▸ What this task involves
Reproduce each line of the material precisely.

(Saved data entries)

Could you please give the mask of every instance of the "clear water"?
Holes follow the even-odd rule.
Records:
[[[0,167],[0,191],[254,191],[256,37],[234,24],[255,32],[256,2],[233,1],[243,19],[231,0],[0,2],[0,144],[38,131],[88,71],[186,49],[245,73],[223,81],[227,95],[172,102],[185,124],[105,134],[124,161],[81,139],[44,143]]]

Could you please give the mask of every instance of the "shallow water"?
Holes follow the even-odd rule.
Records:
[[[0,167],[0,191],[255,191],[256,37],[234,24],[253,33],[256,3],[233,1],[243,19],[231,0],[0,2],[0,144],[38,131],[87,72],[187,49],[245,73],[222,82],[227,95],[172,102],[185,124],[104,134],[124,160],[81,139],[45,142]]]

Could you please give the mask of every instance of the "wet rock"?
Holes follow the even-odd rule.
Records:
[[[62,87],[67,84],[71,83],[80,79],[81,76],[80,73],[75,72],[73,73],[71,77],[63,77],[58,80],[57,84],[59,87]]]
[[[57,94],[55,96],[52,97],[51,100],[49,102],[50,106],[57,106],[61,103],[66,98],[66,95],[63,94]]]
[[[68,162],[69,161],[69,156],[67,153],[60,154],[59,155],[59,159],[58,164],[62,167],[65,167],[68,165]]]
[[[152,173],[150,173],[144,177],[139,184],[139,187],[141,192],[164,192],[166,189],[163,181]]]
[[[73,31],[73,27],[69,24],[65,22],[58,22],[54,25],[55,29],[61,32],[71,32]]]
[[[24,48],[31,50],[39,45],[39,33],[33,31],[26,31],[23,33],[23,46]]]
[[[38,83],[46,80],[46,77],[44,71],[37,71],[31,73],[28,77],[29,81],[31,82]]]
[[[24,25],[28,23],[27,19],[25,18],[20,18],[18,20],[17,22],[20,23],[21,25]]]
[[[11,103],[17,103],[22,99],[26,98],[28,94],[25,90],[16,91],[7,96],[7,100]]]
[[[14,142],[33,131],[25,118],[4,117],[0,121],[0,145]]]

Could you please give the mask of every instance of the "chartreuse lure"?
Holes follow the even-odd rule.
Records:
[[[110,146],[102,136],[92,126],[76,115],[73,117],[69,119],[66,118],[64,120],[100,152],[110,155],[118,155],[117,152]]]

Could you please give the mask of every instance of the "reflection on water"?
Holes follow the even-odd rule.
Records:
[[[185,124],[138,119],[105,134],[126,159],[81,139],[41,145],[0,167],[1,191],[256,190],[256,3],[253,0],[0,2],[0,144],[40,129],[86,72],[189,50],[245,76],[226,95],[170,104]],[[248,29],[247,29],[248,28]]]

▸ Exercise response
Could you please give the mask of every instance of the "clear water"?
Holes follow the even-odd rule.
Records:
[[[0,167],[0,191],[254,191],[256,37],[234,24],[255,32],[256,2],[233,1],[243,19],[231,0],[0,2],[0,144],[38,131],[88,71],[186,49],[245,73],[223,81],[227,95],[172,102],[185,124],[105,134],[124,161],[81,139],[44,143]]]

Could you please give the mask of every instance of the "shallow water"?
Holes follow the even-odd rule.
Records:
[[[0,167],[0,191],[255,191],[256,37],[234,24],[253,33],[256,3],[233,1],[243,19],[231,0],[0,2],[0,144],[38,131],[87,72],[187,49],[245,73],[222,82],[227,95],[172,102],[185,124],[104,134],[124,160],[81,139],[45,142]]]

Could you please give the mask of every instance of the "wet rock"?
Holes follow the even-odd rule.
Records:
[[[62,87],[67,84],[71,83],[80,79],[81,76],[80,73],[75,72],[73,73],[71,77],[63,77],[58,80],[57,84],[59,87]]]
[[[57,94],[55,96],[52,97],[51,100],[49,102],[50,106],[57,106],[61,103],[66,98],[66,95],[63,94]]]
[[[68,162],[69,161],[69,156],[67,153],[60,154],[59,155],[59,159],[58,164],[62,167],[65,167],[68,165]]]
[[[152,173],[150,173],[144,177],[139,184],[139,187],[141,192],[164,192],[166,189],[163,181]]]
[[[73,31],[73,27],[69,24],[65,22],[58,22],[54,25],[55,29],[61,32],[71,32]]]
[[[24,48],[31,50],[39,45],[39,33],[33,31],[26,31],[23,33],[23,46]]]
[[[38,83],[46,80],[46,77],[44,71],[37,71],[31,73],[28,77],[29,81],[31,82]]]
[[[24,25],[28,23],[27,19],[25,18],[20,18],[18,20],[17,22],[20,23],[21,25]]]
[[[11,103],[17,103],[22,99],[26,98],[28,94],[25,90],[16,91],[7,96],[7,100]]]
[[[14,142],[33,131],[25,118],[4,117],[0,121],[0,145]]]

Could you please give the mask of every instance of the "chartreuse lure"?
Holes follow the even-odd rule.
Records:
[[[110,146],[102,136],[92,126],[76,115],[73,117],[69,119],[66,118],[64,120],[100,152],[110,155],[118,155],[117,152]]]

Could you please give the mask of every instance of the "reflection on water"?
Holes follow the even-odd rule.
Records:
[[[185,124],[138,119],[105,134],[126,159],[81,139],[41,145],[0,167],[1,191],[256,190],[256,3],[253,0],[0,2],[0,144],[40,129],[86,72],[189,50],[245,76],[226,95],[170,104]],[[248,29],[247,29],[248,28]]]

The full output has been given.